Directives:
1) Rewrite everything in the Cartagena travel passage from "Among the great" down to "escape from Cartagena.", substituting "short trip" for "weekend escape".
2) Carry on the Cartagena travel passage from the point where it ends.

Text passage:
While Cartagena is undoubtedly the most well-known tourist destination in Colombia due to its year round beach weather and neat colonial vibe, another great thing about it is that it is a great gateway to see other destinations in Colombia, especially along the rest of the Caribbean coast.
Among the great places to check out along the Caribbean coast include the fellow colonial era city of Santa Marta, the pretty mountain town of Minca, the chill backpacker beach town of Palomino, and, for the more adventurous, the desert peninsula of La Guajira. All of these can be done as a weekend escape from Cartagena.
However, if I had to say there was one can’t miss spot for a weekend get away from Cartagena, it would have to be Tayrona National Park, located just north of Santa Marta. Colombia’s most well known national park, Tayrona offers beautiful scenery with the foothills of the Sierra Nevada mountain range running into the Caribbean Sea and mostly unspoiled beaches.

Records:
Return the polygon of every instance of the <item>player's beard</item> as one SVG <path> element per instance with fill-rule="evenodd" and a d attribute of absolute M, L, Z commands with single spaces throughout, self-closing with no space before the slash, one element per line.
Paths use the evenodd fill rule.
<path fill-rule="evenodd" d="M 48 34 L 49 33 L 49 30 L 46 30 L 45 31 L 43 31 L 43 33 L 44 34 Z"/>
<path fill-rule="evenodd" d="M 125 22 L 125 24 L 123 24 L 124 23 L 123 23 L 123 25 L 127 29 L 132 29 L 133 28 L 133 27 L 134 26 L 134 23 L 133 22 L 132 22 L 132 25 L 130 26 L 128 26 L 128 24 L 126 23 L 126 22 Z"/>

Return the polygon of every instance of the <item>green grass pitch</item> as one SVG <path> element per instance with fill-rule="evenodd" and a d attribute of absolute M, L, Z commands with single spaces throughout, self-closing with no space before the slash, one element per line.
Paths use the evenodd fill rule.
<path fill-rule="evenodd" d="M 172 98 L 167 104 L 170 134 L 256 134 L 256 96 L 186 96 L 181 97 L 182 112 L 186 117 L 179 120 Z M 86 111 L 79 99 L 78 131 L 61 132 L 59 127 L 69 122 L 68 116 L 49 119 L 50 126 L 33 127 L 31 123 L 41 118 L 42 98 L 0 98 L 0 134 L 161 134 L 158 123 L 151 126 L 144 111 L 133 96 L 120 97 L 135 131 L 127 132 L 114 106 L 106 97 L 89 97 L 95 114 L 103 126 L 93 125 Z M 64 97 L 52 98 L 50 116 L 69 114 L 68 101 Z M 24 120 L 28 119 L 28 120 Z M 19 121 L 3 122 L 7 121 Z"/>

Responses to the exercise:
1)
Among the great places to check out along the Caribbean coast include the fellow colonial era city of Santa Marta, the pretty mountain town of Minca, the chill backpacker beach town of Palomino, and, for the more adventurous, the desert peninsula of La Guajira. All of these can be done as a short trip from Cartagena.

2)
Usually 1 or 2 nights in the sun and camping accomodations is perfect for Tayrona, making it a great weekend trip from Cartagena. Whether you’re an avid hiker, a beach bum, or just want some peace and quiet and fresh air to go with a beak from the city, you will love Tayrona National Park.
What to See in Tayrona National Park
Really and truthfully, the main attractions here are the scenery and the beaches. A protected area, there are some good wildlife spotting opportunities here. Birders will love it.
Additionally, if you are quiet, you may be able to get a glimpse of small monkeys or sloths in the forests. Crocodiles are even occasionally seen on the beaches or in the inlets coming from the sea. Those you may not be quite as excited to see though!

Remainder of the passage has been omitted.